Provided material:
========
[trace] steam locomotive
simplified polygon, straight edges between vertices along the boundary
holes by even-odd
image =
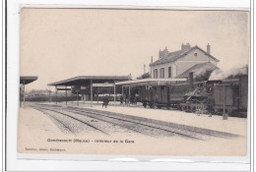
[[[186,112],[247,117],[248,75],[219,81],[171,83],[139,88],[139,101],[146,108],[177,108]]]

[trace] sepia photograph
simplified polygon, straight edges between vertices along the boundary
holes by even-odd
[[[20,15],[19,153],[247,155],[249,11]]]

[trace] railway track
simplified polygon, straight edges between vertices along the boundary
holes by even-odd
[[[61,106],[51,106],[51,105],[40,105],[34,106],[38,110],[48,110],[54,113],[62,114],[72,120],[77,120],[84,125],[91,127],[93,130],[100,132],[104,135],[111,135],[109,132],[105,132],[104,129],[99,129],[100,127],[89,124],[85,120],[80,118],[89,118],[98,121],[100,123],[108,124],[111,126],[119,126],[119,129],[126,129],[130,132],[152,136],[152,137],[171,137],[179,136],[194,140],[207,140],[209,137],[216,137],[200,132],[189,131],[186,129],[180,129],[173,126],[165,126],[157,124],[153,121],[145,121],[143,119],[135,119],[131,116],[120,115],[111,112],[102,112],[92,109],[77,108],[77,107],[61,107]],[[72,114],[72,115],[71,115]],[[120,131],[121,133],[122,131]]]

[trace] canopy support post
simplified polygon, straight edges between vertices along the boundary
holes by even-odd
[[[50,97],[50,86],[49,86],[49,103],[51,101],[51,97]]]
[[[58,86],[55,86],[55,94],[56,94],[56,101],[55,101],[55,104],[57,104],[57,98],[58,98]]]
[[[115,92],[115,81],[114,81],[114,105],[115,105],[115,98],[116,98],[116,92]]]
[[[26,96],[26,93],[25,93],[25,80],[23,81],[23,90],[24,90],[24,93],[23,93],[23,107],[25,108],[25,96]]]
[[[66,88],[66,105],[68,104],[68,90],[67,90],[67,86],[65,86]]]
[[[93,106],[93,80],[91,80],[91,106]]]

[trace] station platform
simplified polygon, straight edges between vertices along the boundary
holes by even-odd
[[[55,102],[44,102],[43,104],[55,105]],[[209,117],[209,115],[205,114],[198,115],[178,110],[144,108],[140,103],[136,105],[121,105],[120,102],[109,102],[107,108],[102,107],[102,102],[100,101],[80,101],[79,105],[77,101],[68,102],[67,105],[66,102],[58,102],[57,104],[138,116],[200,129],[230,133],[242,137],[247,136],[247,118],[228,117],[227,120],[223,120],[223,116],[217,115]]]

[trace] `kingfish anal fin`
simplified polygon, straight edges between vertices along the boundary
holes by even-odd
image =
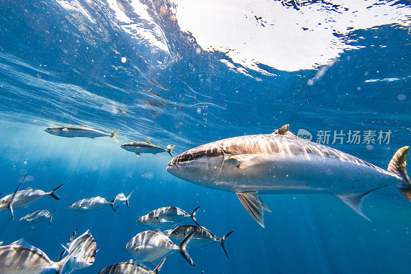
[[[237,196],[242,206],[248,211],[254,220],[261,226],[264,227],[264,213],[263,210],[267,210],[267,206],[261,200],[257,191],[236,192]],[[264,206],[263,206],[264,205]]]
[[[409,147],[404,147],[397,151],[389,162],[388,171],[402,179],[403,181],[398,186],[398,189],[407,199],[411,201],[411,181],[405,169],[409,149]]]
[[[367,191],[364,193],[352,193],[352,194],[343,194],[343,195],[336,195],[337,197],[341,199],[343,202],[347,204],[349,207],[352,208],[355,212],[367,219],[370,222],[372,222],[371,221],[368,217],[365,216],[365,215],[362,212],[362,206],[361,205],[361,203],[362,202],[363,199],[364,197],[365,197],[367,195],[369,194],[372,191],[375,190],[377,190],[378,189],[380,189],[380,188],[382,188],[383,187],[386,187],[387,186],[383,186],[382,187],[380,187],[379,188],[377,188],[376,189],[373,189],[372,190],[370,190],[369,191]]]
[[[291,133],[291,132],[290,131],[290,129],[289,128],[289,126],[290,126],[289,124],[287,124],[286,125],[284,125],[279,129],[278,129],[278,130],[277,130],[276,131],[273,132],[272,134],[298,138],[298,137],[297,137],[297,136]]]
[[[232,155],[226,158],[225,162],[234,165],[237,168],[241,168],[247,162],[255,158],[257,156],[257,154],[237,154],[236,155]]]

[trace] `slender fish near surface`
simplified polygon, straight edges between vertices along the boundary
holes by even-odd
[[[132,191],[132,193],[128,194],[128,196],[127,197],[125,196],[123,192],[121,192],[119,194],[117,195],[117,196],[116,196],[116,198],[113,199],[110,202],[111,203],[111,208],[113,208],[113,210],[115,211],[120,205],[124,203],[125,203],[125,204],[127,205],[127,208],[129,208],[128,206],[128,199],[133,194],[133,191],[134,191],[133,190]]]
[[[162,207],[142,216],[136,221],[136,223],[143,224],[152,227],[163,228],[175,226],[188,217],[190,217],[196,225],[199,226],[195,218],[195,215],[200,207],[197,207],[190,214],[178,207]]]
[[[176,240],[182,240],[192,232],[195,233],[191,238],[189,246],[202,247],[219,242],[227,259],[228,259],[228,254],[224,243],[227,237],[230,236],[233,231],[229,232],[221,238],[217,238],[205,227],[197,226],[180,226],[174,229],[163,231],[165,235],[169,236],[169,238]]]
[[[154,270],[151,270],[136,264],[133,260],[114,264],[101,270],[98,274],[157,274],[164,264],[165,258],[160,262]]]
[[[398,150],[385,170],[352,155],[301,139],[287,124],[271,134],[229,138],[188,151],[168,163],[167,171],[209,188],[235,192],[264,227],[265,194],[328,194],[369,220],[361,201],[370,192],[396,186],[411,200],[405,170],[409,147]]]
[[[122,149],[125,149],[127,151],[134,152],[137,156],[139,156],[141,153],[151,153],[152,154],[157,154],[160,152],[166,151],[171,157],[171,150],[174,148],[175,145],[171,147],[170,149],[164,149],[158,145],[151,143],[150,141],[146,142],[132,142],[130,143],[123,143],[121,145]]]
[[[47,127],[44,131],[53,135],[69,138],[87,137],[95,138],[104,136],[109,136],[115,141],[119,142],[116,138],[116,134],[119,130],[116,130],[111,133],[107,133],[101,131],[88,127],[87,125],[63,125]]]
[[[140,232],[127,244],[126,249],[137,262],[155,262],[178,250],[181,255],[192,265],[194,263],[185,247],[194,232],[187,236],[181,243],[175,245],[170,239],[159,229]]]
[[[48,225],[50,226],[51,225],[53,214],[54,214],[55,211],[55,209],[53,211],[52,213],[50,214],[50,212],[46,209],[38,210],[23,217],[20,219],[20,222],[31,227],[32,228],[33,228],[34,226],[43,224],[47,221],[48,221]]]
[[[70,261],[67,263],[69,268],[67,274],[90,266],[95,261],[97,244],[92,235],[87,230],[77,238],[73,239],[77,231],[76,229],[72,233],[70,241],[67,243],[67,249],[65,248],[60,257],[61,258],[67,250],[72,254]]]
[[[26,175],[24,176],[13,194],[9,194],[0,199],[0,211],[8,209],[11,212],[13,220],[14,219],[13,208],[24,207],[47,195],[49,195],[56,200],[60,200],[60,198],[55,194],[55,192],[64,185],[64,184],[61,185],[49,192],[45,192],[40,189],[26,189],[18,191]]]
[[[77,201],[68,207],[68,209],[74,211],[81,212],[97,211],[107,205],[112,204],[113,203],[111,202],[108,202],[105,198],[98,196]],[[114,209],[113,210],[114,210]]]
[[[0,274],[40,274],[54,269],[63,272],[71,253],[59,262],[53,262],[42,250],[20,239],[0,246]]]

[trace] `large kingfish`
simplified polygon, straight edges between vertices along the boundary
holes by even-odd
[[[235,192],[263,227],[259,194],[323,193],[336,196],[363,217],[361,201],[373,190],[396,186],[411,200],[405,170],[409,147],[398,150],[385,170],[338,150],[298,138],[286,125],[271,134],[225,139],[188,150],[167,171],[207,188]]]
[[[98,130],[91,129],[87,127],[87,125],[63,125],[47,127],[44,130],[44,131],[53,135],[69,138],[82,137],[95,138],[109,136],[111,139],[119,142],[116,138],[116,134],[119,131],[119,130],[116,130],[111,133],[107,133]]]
========
Directions for this task:
Copy the data from its first line down to and including the line containing "[[[20,15],[19,153],[247,155],[249,11]]]", omitting any pictures.

Exercise result:
[trace] steam locomotive
simplified polygon, straight edges between vertices along the boundary
holes by even-odd
image =
[[[186,112],[247,117],[248,75],[219,81],[171,83],[139,88],[139,101],[146,108],[177,108]]]

[trace] sepia photograph
simplified polygon, straight edges between vertices along the boundary
holes by even-odd
[[[20,15],[19,153],[247,155],[249,11]]]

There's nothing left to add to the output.